§ **CHALLENGE**: Please state how many lines in the records below contain the word "white". Reply with the number alone.

§ **SUPPLIED RECORDS**:
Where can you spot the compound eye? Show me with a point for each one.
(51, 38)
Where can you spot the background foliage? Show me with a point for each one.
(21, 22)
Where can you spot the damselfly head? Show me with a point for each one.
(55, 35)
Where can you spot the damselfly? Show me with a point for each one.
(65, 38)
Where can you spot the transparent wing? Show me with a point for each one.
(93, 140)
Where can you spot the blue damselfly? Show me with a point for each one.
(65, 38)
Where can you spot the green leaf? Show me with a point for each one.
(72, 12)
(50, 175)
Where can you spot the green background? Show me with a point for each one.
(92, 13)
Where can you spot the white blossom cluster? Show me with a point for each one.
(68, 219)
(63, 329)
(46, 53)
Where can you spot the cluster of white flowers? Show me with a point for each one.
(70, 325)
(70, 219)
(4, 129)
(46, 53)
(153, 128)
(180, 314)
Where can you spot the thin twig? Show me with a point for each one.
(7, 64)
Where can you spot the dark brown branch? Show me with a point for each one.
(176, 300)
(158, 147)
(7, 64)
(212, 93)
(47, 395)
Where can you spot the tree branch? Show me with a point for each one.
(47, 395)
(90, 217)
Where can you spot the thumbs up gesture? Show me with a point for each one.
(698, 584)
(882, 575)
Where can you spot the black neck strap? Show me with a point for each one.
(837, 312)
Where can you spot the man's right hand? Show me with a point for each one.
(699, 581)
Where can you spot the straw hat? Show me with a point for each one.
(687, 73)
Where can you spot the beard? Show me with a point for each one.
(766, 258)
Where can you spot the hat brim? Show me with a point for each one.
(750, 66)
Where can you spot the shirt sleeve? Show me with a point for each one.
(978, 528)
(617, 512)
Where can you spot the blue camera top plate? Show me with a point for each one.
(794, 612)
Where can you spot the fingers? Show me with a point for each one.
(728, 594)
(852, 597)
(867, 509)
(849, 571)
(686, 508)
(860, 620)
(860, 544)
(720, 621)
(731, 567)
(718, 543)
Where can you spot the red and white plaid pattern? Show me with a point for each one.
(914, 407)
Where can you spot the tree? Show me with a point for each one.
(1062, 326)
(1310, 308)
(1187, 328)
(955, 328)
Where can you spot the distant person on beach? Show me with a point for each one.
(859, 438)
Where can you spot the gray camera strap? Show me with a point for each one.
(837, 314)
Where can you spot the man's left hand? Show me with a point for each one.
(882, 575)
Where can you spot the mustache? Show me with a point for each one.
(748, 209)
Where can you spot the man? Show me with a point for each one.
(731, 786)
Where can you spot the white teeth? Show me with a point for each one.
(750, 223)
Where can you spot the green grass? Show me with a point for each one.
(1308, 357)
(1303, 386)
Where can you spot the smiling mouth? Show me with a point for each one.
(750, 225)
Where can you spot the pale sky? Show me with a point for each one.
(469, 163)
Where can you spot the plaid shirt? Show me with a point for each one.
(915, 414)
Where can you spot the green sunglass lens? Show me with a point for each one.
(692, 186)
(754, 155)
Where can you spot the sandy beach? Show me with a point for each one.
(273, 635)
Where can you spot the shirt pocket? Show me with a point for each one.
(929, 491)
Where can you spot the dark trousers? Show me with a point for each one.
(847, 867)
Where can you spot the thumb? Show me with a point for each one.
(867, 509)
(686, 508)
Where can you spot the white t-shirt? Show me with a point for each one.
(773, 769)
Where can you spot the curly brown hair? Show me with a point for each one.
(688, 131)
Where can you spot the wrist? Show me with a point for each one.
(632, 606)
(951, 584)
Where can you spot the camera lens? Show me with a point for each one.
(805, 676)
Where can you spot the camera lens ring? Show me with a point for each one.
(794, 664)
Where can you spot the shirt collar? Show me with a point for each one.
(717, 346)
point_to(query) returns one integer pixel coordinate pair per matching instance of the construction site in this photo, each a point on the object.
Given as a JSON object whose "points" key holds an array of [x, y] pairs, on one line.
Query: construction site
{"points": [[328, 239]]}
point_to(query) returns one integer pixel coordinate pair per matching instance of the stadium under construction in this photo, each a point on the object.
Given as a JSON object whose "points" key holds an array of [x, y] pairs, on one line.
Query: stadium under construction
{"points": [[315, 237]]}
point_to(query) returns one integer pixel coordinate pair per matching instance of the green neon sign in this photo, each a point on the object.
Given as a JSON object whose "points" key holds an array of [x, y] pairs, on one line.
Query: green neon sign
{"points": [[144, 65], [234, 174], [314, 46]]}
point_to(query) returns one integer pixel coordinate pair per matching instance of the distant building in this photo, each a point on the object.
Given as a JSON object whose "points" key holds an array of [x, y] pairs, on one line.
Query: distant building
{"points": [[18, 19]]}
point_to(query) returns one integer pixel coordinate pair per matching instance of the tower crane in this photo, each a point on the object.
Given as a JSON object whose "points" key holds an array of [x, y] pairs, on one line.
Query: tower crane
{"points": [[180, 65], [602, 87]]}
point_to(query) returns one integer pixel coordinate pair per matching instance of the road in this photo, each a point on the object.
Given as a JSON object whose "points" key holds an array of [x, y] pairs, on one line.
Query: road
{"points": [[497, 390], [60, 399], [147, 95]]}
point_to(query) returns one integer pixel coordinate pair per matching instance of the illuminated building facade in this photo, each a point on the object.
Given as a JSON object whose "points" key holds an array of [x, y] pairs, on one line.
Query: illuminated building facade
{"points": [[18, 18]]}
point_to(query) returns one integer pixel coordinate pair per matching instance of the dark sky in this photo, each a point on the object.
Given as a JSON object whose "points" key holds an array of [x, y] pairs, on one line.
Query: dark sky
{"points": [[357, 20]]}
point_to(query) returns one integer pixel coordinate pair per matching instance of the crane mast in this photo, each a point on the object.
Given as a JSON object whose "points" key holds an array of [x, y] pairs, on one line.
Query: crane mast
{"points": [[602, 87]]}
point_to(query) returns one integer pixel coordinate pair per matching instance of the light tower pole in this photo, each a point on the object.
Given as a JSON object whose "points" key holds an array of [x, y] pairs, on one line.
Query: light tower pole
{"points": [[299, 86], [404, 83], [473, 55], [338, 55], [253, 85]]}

...

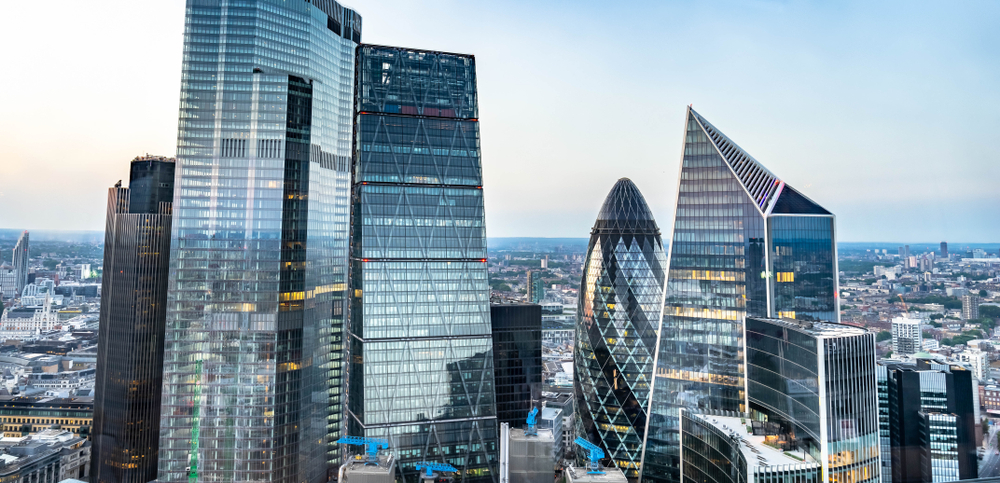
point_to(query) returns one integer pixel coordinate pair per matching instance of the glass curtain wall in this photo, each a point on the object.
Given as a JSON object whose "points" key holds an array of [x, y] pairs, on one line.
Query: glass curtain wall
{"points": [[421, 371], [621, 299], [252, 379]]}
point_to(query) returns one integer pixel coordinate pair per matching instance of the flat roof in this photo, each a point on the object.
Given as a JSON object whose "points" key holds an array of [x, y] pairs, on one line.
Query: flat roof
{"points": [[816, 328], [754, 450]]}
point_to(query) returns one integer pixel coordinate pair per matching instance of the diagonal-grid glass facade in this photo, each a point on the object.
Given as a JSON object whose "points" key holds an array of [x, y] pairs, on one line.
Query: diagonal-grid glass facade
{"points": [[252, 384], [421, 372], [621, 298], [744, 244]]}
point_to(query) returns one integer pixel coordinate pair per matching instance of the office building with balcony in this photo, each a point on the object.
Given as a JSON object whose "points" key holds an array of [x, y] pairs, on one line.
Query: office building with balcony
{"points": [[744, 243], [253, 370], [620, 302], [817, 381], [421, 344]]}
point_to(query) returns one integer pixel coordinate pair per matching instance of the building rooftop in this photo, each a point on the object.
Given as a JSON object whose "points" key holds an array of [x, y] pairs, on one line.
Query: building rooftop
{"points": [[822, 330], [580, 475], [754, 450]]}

§ **WORKED SOLUTION**: 5